Records
* start *
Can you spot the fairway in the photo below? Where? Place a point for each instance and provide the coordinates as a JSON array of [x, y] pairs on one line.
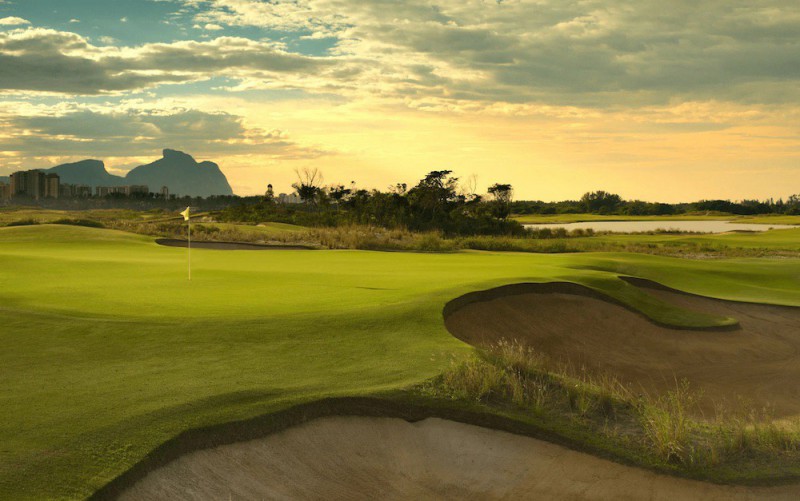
[[109, 350]]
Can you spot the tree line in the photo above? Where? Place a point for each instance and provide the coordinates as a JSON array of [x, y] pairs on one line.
[[602, 202]]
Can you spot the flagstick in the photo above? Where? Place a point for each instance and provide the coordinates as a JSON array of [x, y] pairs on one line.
[[189, 224]]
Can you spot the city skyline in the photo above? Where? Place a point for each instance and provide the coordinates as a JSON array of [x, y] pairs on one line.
[[556, 98]]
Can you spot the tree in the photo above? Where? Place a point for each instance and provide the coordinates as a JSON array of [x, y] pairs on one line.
[[502, 195], [431, 200], [308, 184], [337, 193], [600, 201]]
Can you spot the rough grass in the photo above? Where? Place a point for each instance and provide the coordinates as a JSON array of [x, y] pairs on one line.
[[666, 429], [109, 351]]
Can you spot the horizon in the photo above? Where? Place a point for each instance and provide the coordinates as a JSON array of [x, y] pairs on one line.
[[699, 103]]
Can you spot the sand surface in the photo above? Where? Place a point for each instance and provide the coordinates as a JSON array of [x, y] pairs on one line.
[[758, 365], [357, 458]]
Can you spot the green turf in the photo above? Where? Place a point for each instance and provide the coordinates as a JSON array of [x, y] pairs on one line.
[[109, 350]]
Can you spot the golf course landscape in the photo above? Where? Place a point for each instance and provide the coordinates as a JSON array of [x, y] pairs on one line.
[[110, 351]]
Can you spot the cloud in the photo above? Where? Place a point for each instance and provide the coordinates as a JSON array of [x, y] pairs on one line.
[[590, 53], [13, 21], [46, 60], [449, 54]]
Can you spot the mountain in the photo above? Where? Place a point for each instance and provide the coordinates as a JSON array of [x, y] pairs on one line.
[[177, 171], [182, 175], [91, 172]]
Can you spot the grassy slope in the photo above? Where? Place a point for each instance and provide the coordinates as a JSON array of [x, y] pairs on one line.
[[109, 350]]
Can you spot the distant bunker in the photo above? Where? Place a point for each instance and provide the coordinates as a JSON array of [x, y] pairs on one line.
[[172, 242], [757, 365]]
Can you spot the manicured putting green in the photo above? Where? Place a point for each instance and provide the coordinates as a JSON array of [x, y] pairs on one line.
[[109, 350]]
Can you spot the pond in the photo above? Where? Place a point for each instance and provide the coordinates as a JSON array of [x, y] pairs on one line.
[[644, 226]]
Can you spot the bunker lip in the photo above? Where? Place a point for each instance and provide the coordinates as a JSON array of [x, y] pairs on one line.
[[571, 288], [759, 361], [173, 242], [411, 411], [355, 457]]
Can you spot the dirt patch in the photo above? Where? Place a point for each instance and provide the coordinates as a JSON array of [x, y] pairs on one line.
[[385, 458], [757, 364], [172, 242]]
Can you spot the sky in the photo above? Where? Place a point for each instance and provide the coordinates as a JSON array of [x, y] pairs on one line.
[[659, 101]]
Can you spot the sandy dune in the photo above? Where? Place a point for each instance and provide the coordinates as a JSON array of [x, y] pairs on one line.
[[758, 364], [380, 458]]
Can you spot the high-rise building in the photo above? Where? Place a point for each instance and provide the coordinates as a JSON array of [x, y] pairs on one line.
[[34, 184], [51, 186]]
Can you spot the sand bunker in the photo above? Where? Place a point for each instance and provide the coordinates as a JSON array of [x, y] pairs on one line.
[[171, 242], [759, 362], [382, 458]]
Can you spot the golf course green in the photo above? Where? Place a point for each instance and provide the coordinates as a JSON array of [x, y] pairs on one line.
[[109, 350]]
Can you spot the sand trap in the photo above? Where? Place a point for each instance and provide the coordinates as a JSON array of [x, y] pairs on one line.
[[171, 242], [759, 362], [380, 458]]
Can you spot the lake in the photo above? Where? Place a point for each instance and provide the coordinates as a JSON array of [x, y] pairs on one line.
[[643, 226]]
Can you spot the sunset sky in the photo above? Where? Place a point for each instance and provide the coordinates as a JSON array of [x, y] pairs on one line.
[[669, 101]]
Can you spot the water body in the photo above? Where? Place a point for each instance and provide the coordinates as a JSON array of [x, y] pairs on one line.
[[643, 226]]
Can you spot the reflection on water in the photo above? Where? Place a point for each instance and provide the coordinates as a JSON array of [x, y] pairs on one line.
[[642, 226]]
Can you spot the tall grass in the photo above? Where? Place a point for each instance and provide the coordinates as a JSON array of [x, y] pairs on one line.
[[665, 428]]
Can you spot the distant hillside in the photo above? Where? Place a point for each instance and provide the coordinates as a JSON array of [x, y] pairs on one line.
[[176, 170], [91, 172], [182, 174]]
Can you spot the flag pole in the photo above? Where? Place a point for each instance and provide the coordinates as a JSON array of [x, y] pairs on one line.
[[186, 218], [189, 246]]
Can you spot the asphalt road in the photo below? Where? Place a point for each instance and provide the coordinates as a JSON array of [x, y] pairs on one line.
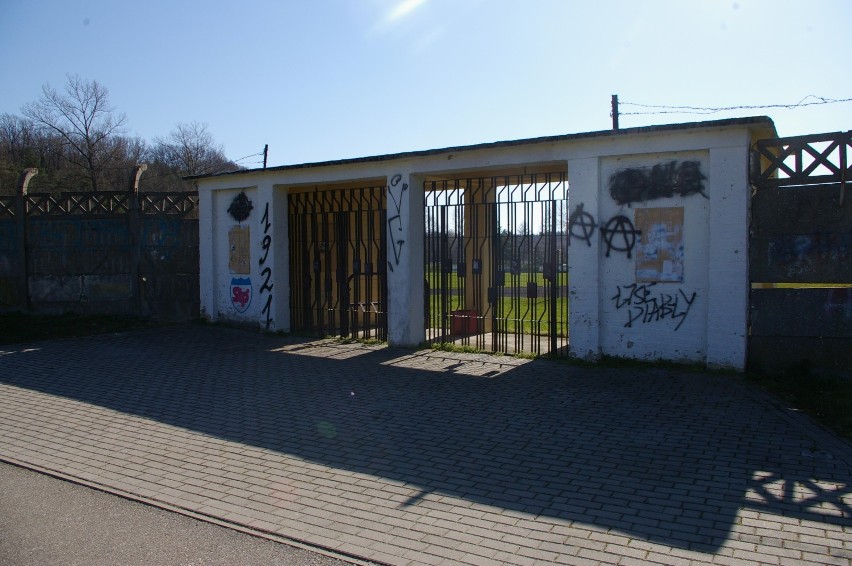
[[47, 521]]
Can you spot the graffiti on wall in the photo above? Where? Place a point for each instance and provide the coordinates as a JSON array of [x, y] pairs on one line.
[[266, 272], [239, 250], [240, 207], [581, 225], [660, 253], [395, 225], [644, 305], [619, 234], [663, 180], [241, 292]]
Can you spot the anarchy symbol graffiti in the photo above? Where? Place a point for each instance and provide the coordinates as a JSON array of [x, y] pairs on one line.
[[620, 235], [581, 225]]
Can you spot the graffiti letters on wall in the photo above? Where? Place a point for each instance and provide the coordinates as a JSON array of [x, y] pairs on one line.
[[643, 304], [266, 272], [395, 226], [663, 180]]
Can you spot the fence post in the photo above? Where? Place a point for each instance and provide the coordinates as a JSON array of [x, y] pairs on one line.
[[21, 215], [134, 227]]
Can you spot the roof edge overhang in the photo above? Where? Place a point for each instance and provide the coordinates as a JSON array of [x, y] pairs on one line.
[[763, 123]]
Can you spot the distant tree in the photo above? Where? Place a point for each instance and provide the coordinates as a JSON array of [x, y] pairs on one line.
[[83, 119], [188, 150], [22, 145]]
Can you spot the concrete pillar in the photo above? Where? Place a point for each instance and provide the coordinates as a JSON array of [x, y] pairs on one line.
[[206, 255], [405, 233], [728, 291], [21, 215], [584, 278]]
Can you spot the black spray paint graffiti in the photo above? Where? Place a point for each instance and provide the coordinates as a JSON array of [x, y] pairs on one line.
[[660, 181], [266, 273], [618, 233], [644, 307], [396, 220], [581, 225]]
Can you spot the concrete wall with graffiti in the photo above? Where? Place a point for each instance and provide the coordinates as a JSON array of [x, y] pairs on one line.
[[654, 247], [658, 259], [111, 252], [658, 236], [232, 294]]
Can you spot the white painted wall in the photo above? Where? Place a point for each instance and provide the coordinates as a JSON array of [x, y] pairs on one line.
[[715, 237]]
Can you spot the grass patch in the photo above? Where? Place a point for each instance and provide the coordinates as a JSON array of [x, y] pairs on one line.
[[20, 328], [827, 399]]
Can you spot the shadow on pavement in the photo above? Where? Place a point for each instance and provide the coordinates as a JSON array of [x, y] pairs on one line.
[[668, 457]]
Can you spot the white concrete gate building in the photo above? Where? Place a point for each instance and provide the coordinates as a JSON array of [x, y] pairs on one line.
[[657, 266]]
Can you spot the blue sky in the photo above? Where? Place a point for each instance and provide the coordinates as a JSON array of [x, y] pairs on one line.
[[330, 79]]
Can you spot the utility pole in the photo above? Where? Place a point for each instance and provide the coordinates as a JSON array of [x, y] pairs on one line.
[[614, 113]]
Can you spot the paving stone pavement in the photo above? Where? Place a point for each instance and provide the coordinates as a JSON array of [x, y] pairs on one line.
[[427, 457]]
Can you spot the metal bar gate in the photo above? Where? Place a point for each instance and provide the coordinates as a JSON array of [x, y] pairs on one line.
[[495, 263], [338, 262]]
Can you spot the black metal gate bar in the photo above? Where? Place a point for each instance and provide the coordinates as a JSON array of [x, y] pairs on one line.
[[338, 262], [495, 255]]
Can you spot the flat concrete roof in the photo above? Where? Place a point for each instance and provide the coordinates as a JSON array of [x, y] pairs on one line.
[[764, 122]]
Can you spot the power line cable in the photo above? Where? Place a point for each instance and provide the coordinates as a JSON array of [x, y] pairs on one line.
[[662, 109]]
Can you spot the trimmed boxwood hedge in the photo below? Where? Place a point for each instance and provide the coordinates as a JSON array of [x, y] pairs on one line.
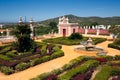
[[79, 70], [6, 70], [113, 45], [11, 59]]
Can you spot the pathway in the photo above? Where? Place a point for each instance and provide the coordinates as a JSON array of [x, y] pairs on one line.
[[53, 64]]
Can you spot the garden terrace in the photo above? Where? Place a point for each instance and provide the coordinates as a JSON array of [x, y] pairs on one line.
[[82, 68], [115, 44], [67, 41], [13, 61]]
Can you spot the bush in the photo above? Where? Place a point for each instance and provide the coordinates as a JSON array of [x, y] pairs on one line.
[[12, 53], [75, 36], [57, 54], [78, 70], [113, 45], [43, 50], [35, 62], [3, 57], [6, 70], [104, 73], [6, 49], [44, 59], [98, 40], [22, 66]]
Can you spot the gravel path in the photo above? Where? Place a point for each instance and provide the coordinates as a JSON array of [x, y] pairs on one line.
[[53, 64]]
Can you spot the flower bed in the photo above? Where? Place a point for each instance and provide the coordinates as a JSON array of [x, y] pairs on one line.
[[12, 61], [82, 68]]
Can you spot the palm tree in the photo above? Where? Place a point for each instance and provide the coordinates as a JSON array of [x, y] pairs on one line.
[[24, 42]]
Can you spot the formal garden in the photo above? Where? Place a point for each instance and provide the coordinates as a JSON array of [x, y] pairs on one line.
[[116, 43], [73, 39], [25, 53], [83, 68]]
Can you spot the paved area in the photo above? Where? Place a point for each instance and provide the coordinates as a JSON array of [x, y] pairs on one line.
[[54, 64]]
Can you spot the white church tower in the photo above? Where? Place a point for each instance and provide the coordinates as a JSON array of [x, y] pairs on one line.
[[32, 28]]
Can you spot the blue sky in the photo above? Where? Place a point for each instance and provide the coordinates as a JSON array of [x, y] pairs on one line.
[[10, 10]]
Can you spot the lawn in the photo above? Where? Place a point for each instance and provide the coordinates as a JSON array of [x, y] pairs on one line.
[[67, 41]]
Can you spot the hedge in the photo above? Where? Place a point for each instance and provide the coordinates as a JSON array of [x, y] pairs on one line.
[[22, 66], [43, 50], [3, 57], [5, 49], [67, 41], [6, 70], [79, 70], [104, 73], [112, 45], [73, 62], [12, 53]]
* end *
Set exercise - Rewrite the stretch from the start of the listing through the line containing "[[602, 202]]", putting "locate" wherever "spot" appears and keeping everything else the same. Omit the pictures from your answer.

Complete answer -
Can you locate the fairway in the photo below? Where? Place a point for each instance and provide the coordinates as a JSON array of [x, y] pairs on one line.
[[109, 350]]
Can you locate the tree line in the photo above? Where? Place a point for each instance and provide the coordinates as a JSON array of [x, y] pairs on one line.
[[602, 202]]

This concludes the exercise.